- WHAT YOU HAVE TO DO -
From the records below, pull out every line that contains the string "foliage" and copy each one in full without changes.

- GIVEN DATA -
*-*-*
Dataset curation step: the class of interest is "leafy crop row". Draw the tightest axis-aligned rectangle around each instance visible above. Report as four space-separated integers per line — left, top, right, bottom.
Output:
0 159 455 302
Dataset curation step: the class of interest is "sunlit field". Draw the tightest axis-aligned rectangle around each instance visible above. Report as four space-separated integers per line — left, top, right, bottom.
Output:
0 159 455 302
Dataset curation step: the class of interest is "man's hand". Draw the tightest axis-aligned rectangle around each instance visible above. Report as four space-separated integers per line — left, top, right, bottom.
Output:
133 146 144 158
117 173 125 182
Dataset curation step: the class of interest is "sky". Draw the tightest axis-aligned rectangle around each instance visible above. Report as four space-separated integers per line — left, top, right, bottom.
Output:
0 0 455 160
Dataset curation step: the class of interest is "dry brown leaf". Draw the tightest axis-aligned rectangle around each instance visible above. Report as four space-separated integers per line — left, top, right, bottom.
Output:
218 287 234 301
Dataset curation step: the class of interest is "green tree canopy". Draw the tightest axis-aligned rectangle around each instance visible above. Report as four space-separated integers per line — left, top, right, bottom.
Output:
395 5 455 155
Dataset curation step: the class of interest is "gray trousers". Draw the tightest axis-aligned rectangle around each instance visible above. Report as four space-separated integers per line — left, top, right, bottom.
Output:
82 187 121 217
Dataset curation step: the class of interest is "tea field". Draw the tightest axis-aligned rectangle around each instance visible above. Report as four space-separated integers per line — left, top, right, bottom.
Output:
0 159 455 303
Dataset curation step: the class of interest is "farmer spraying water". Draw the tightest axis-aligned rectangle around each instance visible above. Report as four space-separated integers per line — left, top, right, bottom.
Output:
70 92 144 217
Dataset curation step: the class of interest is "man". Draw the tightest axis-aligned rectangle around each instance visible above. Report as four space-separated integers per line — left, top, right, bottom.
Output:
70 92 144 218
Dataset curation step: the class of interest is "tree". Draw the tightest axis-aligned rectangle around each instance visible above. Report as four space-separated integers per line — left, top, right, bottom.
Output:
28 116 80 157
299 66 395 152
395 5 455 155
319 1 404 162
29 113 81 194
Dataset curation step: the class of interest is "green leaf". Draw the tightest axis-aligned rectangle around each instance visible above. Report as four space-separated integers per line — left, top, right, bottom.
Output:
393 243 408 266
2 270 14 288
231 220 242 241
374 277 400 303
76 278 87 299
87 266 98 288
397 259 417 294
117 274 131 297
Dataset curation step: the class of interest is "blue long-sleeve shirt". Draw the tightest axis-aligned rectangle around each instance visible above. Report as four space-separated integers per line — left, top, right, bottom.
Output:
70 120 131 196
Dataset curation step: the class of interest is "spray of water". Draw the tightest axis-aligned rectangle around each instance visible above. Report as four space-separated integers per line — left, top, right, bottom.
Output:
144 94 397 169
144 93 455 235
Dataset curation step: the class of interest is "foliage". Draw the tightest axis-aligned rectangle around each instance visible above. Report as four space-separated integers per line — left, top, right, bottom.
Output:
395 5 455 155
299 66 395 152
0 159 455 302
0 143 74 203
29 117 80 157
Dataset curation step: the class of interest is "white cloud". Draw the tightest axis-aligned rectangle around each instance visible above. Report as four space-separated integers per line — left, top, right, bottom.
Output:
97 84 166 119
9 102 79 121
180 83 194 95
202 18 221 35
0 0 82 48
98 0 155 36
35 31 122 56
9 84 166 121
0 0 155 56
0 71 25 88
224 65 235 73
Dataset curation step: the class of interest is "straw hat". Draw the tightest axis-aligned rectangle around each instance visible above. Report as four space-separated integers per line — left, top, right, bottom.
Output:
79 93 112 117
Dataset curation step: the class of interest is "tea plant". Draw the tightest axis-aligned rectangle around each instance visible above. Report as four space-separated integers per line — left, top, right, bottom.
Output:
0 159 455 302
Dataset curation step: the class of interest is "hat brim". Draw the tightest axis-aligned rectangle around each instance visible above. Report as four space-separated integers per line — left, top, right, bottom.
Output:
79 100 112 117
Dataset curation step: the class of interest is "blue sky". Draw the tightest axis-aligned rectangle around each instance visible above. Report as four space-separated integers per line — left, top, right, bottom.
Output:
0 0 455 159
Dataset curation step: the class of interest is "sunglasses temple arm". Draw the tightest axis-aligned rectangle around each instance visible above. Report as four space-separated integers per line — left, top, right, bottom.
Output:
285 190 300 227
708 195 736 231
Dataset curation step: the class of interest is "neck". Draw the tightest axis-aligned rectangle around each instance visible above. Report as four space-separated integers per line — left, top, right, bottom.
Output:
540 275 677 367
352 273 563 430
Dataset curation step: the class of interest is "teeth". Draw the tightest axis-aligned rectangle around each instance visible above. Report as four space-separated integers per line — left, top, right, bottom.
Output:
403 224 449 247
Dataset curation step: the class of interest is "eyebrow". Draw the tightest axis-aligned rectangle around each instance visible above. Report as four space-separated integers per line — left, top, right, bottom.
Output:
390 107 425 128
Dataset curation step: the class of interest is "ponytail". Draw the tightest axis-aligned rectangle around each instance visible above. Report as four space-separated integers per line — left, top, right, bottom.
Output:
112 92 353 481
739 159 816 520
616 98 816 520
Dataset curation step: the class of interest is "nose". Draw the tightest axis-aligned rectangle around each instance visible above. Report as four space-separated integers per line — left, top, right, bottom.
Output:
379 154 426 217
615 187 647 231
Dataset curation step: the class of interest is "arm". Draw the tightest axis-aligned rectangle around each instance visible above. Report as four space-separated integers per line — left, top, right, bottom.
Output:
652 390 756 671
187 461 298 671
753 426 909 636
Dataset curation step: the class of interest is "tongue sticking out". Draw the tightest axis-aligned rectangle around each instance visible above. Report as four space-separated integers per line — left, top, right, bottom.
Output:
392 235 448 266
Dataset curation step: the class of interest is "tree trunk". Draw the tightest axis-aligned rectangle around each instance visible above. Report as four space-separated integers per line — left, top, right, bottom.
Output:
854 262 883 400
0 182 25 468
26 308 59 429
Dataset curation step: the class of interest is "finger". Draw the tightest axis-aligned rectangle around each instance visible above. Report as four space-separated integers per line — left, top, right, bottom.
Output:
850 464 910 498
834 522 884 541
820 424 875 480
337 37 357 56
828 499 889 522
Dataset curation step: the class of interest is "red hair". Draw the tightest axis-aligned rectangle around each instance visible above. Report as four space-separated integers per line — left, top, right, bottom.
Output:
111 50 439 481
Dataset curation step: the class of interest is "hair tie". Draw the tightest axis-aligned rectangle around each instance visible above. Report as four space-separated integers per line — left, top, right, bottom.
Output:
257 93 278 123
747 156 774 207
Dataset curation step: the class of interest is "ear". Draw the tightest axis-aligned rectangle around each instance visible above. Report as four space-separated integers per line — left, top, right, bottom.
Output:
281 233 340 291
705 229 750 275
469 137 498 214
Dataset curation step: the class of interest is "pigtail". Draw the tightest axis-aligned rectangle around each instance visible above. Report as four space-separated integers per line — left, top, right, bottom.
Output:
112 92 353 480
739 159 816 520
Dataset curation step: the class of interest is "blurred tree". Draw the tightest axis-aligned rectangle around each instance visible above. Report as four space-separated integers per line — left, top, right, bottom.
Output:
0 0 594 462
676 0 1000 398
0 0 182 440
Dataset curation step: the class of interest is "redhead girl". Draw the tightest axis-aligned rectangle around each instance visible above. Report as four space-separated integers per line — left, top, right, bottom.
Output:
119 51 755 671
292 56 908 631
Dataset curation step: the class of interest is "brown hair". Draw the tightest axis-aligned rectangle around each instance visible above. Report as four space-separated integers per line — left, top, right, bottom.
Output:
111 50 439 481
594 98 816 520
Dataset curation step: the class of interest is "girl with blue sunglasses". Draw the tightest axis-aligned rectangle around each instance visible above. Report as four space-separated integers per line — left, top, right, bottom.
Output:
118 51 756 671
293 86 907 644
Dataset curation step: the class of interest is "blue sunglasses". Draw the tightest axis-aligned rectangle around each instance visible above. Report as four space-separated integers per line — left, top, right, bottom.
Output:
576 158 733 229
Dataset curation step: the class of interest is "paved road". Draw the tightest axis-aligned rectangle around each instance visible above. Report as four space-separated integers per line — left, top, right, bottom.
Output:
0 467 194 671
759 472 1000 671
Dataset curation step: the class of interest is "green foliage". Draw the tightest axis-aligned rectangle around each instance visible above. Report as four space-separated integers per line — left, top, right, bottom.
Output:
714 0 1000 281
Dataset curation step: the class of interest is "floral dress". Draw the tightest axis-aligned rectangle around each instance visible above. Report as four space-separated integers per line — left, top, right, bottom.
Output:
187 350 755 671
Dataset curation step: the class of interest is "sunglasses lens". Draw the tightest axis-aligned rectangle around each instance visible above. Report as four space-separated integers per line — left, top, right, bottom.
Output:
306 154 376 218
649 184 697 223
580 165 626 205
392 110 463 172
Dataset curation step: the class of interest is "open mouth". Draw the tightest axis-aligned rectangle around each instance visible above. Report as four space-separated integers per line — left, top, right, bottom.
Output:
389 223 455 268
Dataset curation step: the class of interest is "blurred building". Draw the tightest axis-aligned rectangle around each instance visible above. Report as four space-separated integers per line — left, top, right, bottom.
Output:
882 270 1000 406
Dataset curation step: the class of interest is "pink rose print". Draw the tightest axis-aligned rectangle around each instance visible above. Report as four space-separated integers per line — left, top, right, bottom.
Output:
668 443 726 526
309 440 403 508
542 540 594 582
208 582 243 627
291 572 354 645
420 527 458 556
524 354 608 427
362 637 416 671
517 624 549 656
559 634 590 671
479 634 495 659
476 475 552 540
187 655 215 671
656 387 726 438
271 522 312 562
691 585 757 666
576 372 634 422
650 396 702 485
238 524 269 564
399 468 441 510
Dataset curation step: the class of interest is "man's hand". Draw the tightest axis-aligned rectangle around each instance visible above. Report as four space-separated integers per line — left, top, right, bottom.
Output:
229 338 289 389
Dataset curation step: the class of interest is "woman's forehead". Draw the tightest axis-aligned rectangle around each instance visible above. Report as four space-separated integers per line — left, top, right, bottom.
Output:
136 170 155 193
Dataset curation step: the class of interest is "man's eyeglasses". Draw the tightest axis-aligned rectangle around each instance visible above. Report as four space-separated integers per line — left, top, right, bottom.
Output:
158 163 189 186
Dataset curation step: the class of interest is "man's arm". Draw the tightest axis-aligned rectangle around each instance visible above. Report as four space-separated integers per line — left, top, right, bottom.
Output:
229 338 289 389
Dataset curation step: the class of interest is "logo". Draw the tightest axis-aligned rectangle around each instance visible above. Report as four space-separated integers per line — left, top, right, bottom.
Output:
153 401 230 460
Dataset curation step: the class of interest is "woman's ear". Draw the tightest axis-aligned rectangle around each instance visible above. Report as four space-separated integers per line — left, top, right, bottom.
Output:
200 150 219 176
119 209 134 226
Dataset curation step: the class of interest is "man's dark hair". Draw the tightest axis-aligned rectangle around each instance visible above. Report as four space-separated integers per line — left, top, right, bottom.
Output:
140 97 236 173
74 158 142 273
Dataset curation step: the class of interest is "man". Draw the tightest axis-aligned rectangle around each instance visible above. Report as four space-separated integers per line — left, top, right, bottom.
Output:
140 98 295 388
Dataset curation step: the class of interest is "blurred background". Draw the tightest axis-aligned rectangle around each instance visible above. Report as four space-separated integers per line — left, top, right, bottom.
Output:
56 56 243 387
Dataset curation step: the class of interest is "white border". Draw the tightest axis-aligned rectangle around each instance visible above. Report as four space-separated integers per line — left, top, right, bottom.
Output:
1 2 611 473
*-*-*
- EXERCISE OUTPUT -
Dataset curation step: the class of interest is "foliage". Draw the tightest axis-aligned rectangle around each instance visible above. Report as four space-separated integers per line — left, top, right, bottom.
Dataset curation step: the class of interest is "green foliage". Draw the tightest axis-aligned rectangle around each instance visible above. Report as four space-separated integers per line — left, top, right, bottom.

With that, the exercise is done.